Find each line in the records that contains the string "positive", matching case exactly, and copy those lines in full.

>>>

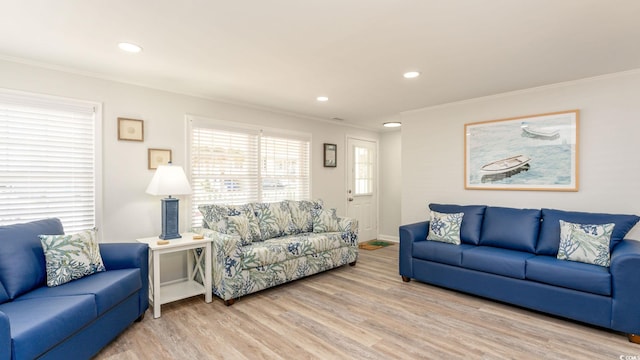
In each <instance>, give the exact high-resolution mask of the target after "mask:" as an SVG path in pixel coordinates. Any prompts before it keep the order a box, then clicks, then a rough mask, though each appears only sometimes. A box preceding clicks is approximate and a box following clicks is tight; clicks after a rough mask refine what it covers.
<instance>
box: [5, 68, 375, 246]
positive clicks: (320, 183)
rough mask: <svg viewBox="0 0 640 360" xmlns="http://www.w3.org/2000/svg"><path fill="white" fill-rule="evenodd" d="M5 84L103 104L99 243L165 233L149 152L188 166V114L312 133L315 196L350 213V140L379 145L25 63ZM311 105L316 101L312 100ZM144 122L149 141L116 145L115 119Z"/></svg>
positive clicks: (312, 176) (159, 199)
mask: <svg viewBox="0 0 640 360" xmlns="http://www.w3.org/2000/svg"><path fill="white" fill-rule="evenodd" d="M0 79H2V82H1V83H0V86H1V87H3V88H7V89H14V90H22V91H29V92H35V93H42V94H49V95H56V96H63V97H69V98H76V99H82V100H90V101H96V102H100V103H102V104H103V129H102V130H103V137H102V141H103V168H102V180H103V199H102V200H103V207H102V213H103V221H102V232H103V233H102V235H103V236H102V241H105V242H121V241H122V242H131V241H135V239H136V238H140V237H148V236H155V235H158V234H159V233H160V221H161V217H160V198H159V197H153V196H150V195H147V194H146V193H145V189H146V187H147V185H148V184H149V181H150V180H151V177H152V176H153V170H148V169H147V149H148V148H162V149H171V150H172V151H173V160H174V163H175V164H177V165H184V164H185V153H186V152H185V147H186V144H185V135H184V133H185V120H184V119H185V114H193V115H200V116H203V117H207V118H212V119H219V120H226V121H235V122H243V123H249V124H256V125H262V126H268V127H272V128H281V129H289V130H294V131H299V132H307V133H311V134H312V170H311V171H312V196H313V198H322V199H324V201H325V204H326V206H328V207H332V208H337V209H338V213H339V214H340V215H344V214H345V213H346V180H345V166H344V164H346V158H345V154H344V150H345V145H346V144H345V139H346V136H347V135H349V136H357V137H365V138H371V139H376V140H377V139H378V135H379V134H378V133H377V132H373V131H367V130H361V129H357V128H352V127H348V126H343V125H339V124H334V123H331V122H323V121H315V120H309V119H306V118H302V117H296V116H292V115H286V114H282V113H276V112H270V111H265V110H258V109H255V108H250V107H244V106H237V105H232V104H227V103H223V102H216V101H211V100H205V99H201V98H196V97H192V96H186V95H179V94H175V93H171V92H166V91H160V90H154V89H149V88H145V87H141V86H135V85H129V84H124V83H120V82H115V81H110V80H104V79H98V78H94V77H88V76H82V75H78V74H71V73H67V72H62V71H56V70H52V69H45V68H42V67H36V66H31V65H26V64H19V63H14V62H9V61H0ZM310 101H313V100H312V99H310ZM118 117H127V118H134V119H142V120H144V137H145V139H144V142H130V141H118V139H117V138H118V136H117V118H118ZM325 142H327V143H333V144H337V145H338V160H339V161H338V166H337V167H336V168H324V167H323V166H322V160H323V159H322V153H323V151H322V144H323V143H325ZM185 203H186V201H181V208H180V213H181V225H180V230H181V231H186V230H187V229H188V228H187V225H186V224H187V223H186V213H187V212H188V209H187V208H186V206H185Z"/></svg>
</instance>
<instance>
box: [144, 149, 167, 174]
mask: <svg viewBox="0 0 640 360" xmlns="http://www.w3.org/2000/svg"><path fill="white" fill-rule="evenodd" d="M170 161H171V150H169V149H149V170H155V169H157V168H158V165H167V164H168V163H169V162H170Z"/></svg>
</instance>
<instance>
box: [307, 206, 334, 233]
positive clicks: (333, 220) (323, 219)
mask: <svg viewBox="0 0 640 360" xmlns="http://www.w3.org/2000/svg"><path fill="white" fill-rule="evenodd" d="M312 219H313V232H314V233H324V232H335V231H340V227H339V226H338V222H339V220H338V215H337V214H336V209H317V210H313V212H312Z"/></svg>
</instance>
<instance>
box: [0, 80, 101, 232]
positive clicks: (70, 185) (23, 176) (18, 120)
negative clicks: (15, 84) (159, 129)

<<<

# WRITTEN RESPONSE:
positive clicks: (320, 183)
positive clicks: (312, 176) (159, 199)
positive clicks: (333, 220) (323, 219)
positive clicks: (70, 185) (23, 176) (18, 120)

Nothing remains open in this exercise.